**WORK TO BE COMPLETED:**
From the entries that follow, reproduce exactly and only the lines from the line with "Target: teal square graphic" to the line with "Target: pickup truck windshield", endpoints included.
::::::::::
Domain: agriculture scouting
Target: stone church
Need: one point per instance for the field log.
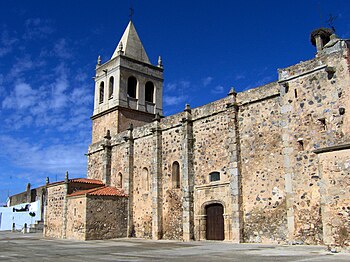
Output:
(267, 165)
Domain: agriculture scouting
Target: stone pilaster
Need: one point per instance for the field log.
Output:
(28, 193)
(106, 159)
(130, 170)
(156, 173)
(187, 178)
(234, 170)
(65, 207)
(287, 151)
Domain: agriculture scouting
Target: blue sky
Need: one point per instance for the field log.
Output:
(48, 52)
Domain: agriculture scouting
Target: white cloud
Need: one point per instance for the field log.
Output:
(52, 159)
(61, 50)
(22, 97)
(171, 87)
(37, 28)
(218, 90)
(239, 77)
(6, 43)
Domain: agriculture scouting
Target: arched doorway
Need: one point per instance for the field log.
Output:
(215, 222)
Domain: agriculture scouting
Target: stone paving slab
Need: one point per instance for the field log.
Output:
(33, 247)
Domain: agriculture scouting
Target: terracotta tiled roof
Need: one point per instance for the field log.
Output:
(86, 181)
(100, 191)
(107, 191)
(79, 180)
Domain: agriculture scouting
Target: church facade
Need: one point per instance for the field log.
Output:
(270, 165)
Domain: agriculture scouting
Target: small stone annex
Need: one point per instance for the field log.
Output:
(267, 165)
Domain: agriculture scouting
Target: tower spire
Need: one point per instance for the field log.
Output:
(131, 11)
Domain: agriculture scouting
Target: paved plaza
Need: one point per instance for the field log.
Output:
(33, 247)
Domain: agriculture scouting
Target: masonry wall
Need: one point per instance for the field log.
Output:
(311, 118)
(127, 117)
(76, 218)
(106, 217)
(263, 184)
(54, 221)
(270, 178)
(335, 201)
(211, 154)
(142, 189)
(104, 122)
(95, 161)
(119, 165)
(172, 196)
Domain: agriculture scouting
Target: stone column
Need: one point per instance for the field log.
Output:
(130, 170)
(28, 193)
(234, 170)
(65, 207)
(157, 187)
(187, 181)
(288, 151)
(106, 159)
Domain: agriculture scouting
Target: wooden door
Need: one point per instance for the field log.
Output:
(215, 222)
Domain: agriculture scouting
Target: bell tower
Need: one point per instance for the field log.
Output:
(128, 88)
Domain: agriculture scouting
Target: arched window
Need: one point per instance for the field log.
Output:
(175, 173)
(111, 86)
(145, 179)
(120, 180)
(149, 90)
(214, 176)
(132, 83)
(102, 91)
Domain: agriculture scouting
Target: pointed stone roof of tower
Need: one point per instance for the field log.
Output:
(131, 44)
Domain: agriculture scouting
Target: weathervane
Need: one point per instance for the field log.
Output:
(330, 22)
(131, 12)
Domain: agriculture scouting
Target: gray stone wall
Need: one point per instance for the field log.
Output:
(263, 184)
(262, 142)
(106, 217)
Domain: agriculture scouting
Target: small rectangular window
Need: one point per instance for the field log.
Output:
(322, 123)
(214, 176)
(300, 145)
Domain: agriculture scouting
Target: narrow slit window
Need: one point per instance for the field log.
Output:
(132, 84)
(149, 90)
(145, 179)
(322, 123)
(214, 176)
(120, 180)
(176, 174)
(300, 145)
(102, 91)
(111, 87)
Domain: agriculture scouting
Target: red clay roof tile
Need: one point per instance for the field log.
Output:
(86, 181)
(100, 191)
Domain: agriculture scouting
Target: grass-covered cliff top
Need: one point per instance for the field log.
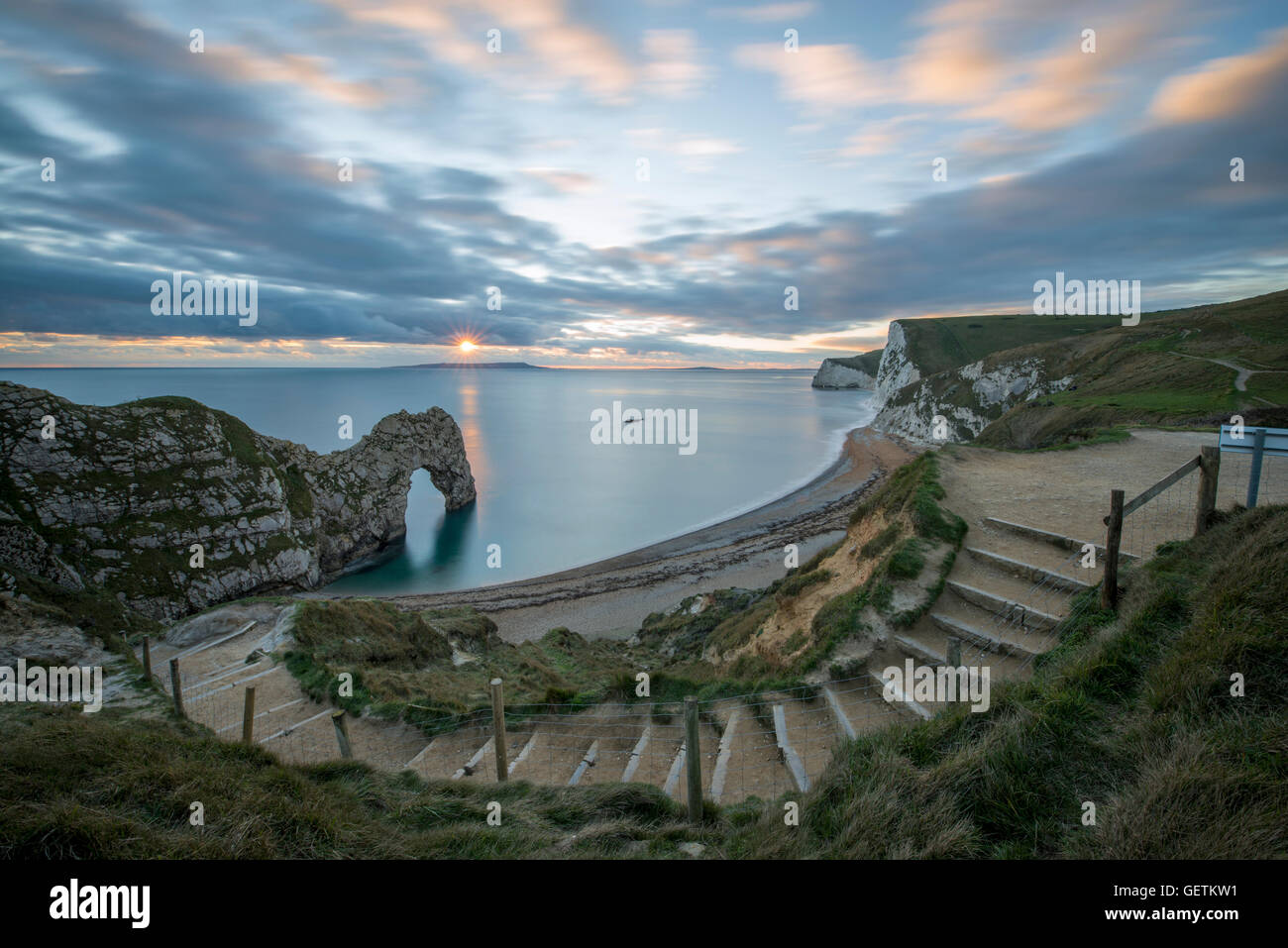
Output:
(1132, 714)
(863, 363)
(1188, 368)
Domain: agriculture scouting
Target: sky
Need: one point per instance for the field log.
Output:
(644, 183)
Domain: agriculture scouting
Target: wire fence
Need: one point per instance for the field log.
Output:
(1164, 518)
(758, 745)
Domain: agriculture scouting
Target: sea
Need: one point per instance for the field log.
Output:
(552, 494)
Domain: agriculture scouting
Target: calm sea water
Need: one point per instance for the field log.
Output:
(548, 496)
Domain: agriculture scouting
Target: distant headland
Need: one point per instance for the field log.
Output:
(473, 365)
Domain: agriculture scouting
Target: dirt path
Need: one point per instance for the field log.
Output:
(1240, 380)
(1067, 491)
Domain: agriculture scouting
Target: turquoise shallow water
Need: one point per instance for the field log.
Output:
(548, 496)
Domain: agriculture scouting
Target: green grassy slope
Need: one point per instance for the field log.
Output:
(1158, 372)
(864, 363)
(1132, 714)
(940, 343)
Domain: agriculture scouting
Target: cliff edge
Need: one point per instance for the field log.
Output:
(120, 497)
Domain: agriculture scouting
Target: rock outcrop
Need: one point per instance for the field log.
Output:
(119, 497)
(854, 372)
(969, 397)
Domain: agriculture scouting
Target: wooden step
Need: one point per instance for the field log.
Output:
(980, 638)
(1054, 539)
(1029, 571)
(1004, 608)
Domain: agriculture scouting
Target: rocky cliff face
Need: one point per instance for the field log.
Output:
(969, 397)
(896, 369)
(848, 372)
(117, 497)
(833, 373)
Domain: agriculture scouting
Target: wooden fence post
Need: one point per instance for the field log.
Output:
(1258, 450)
(695, 758)
(1210, 469)
(249, 716)
(176, 686)
(342, 733)
(502, 771)
(1113, 540)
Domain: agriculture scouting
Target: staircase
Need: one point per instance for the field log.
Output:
(1009, 588)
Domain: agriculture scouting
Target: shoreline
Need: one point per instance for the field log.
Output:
(610, 597)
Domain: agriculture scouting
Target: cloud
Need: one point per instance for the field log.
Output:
(540, 43)
(562, 180)
(820, 76)
(765, 13)
(1234, 84)
(307, 72)
(674, 69)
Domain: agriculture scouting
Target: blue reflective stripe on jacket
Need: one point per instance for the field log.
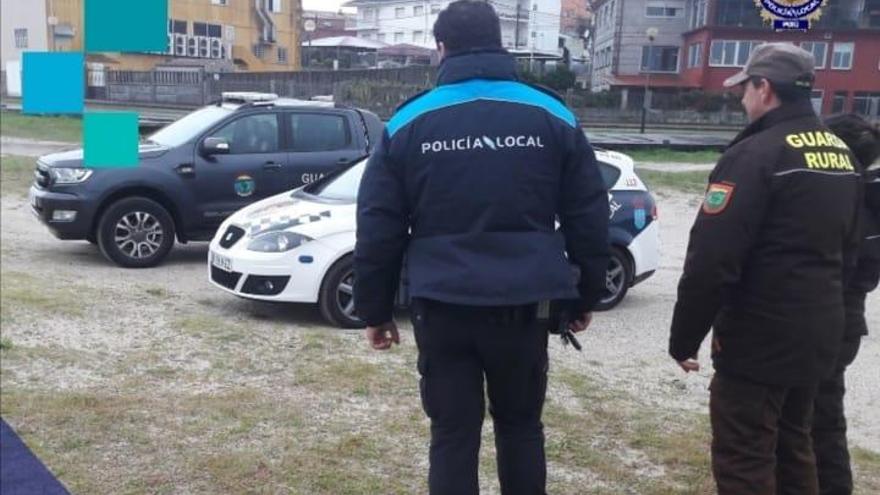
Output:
(479, 90)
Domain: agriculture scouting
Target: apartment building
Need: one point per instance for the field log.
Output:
(253, 35)
(699, 43)
(528, 27)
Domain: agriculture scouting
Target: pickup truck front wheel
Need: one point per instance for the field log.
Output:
(136, 233)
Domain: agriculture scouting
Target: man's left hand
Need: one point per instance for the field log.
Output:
(383, 336)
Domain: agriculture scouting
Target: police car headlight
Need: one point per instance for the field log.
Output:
(277, 242)
(70, 175)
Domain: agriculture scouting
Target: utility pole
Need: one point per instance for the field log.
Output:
(516, 27)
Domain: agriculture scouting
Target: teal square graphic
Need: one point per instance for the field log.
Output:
(53, 82)
(111, 139)
(126, 26)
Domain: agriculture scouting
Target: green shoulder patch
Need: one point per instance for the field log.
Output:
(717, 198)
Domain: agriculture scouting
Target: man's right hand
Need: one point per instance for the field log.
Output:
(383, 336)
(581, 324)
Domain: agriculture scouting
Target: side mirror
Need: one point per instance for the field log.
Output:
(215, 146)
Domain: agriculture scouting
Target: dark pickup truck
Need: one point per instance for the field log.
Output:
(197, 171)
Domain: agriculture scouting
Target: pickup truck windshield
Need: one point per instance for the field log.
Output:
(189, 127)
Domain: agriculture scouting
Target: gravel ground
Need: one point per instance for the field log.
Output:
(627, 345)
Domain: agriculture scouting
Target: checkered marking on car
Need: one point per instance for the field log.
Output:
(282, 222)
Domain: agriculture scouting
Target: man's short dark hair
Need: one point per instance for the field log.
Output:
(467, 25)
(787, 93)
(861, 137)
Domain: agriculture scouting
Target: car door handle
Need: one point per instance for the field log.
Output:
(186, 169)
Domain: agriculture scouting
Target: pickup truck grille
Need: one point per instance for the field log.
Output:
(41, 176)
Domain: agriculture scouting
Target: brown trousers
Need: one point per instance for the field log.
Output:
(761, 442)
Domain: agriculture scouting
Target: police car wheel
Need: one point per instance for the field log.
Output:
(336, 300)
(618, 278)
(136, 233)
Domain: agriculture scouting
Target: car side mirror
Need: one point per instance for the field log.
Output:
(215, 146)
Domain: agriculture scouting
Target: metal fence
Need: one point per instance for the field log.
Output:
(196, 87)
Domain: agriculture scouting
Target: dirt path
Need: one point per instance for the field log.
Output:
(629, 343)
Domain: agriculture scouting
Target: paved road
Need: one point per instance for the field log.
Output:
(31, 147)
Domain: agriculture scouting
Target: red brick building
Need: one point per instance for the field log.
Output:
(699, 43)
(847, 63)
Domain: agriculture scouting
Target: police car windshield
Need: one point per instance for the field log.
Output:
(189, 127)
(343, 187)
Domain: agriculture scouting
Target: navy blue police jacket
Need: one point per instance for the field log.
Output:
(467, 185)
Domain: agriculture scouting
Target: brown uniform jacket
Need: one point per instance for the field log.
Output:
(767, 253)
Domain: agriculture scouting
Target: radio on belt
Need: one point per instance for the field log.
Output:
(556, 315)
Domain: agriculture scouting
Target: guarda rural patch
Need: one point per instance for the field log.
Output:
(717, 198)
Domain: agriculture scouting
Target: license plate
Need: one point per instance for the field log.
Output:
(221, 262)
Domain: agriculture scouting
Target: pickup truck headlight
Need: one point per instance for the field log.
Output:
(70, 175)
(277, 242)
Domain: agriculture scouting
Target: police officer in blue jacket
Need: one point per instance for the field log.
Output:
(468, 183)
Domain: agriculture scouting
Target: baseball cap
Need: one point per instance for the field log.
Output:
(781, 63)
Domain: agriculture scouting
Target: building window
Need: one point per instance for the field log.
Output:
(725, 53)
(695, 55)
(818, 49)
(661, 9)
(21, 38)
(841, 57)
(867, 104)
(816, 98)
(209, 30)
(659, 59)
(838, 102)
(698, 14)
(177, 27)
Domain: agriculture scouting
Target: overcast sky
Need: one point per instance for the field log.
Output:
(330, 5)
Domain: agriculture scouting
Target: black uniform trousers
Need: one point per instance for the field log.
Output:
(459, 346)
(761, 441)
(829, 427)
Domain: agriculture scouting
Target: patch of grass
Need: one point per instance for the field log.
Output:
(688, 182)
(867, 470)
(160, 292)
(667, 155)
(16, 175)
(21, 291)
(65, 129)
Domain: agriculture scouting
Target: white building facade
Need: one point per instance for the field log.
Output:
(527, 26)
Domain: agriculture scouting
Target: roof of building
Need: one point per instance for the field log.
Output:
(345, 42)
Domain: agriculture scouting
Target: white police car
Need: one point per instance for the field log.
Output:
(297, 246)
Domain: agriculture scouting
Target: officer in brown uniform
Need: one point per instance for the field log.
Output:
(764, 269)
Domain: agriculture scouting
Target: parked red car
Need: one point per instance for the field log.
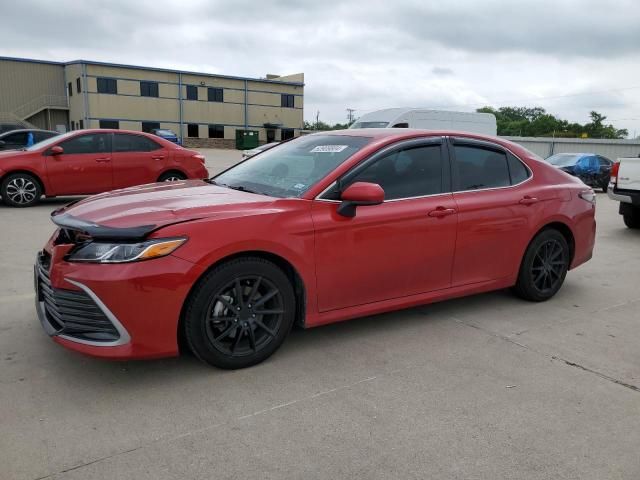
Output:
(320, 229)
(93, 161)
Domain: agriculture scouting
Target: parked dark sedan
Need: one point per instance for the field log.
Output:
(17, 139)
(166, 134)
(592, 169)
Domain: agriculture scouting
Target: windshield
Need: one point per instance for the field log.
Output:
(564, 159)
(293, 167)
(49, 141)
(369, 125)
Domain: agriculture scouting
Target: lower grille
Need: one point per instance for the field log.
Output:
(72, 313)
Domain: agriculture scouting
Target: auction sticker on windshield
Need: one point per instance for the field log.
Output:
(328, 148)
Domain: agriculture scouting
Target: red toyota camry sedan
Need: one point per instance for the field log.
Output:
(93, 161)
(319, 229)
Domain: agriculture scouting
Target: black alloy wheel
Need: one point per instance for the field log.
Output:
(544, 266)
(240, 313)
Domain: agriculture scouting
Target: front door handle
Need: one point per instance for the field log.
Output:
(527, 200)
(440, 212)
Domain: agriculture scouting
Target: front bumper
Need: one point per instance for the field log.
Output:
(117, 311)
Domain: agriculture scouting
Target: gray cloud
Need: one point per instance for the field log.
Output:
(362, 55)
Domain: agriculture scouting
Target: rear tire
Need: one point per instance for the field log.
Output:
(544, 267)
(20, 190)
(240, 313)
(171, 177)
(632, 218)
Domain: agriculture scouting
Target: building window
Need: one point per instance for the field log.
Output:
(287, 100)
(192, 92)
(286, 134)
(148, 89)
(107, 85)
(216, 131)
(192, 130)
(115, 124)
(148, 126)
(215, 94)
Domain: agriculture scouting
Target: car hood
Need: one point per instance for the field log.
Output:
(135, 212)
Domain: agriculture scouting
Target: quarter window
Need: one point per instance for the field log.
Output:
(91, 143)
(192, 92)
(216, 131)
(192, 130)
(287, 100)
(479, 168)
(215, 94)
(413, 172)
(115, 124)
(124, 142)
(107, 85)
(148, 89)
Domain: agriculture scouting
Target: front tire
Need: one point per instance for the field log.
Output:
(240, 313)
(544, 267)
(20, 190)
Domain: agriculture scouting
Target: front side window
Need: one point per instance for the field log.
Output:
(192, 92)
(90, 143)
(124, 142)
(107, 85)
(215, 94)
(413, 172)
(479, 168)
(292, 168)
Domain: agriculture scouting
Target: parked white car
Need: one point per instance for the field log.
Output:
(625, 188)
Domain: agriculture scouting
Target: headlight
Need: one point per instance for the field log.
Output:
(101, 252)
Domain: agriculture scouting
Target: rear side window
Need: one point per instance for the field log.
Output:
(479, 168)
(414, 172)
(519, 172)
(123, 142)
(91, 143)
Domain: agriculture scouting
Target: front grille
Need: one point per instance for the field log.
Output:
(70, 312)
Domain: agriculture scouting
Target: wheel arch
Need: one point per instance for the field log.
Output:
(28, 172)
(285, 265)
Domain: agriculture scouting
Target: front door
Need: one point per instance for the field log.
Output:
(402, 247)
(84, 166)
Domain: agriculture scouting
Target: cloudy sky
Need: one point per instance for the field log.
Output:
(567, 56)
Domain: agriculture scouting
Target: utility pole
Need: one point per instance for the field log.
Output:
(350, 115)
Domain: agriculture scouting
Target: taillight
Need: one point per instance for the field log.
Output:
(614, 173)
(588, 195)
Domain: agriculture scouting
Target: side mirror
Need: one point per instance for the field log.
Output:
(359, 194)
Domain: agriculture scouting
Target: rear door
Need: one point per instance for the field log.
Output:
(498, 207)
(84, 166)
(137, 160)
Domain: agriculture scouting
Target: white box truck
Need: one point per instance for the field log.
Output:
(625, 188)
(422, 118)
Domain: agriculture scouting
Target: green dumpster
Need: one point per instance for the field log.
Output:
(246, 139)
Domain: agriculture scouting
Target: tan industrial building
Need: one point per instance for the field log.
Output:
(204, 109)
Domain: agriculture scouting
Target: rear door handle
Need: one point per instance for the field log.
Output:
(527, 200)
(440, 212)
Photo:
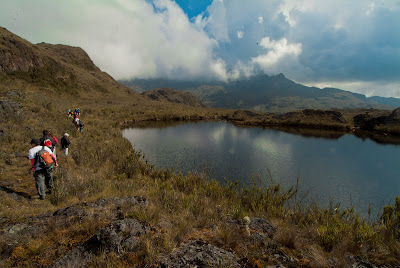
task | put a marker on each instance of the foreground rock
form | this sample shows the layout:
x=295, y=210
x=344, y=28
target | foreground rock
x=200, y=254
x=119, y=237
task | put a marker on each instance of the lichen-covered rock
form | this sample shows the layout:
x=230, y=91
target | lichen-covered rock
x=118, y=237
x=198, y=253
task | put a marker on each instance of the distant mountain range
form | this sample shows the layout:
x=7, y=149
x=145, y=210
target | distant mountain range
x=265, y=93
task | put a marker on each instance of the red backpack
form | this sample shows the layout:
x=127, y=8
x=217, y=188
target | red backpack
x=44, y=158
::::::::::
**EXERCISE OUTPUT:**
Target: teal square graphic
Need: one point per instance for the field log.
Output:
(53, 82)
(111, 139)
(126, 26)
Domain: agriculture scouting
Target: green shoulder patch
Need: one point per instance for the field log.
Output:
(717, 198)
Domain: agriculture scouting
Target: man's right hand
Need: one point per instance for the field log.
Output:
(383, 336)
(581, 324)
Domain: agriculture scouting
Target: side mirror
Need: one point per instance for the field log.
Output:
(215, 146)
Domain: agriculture scouting
Target: dark pickup truck
Need: one point per instance for the field log.
Output:
(197, 171)
Domain: agriculture scouting
Target: pickup truck windshield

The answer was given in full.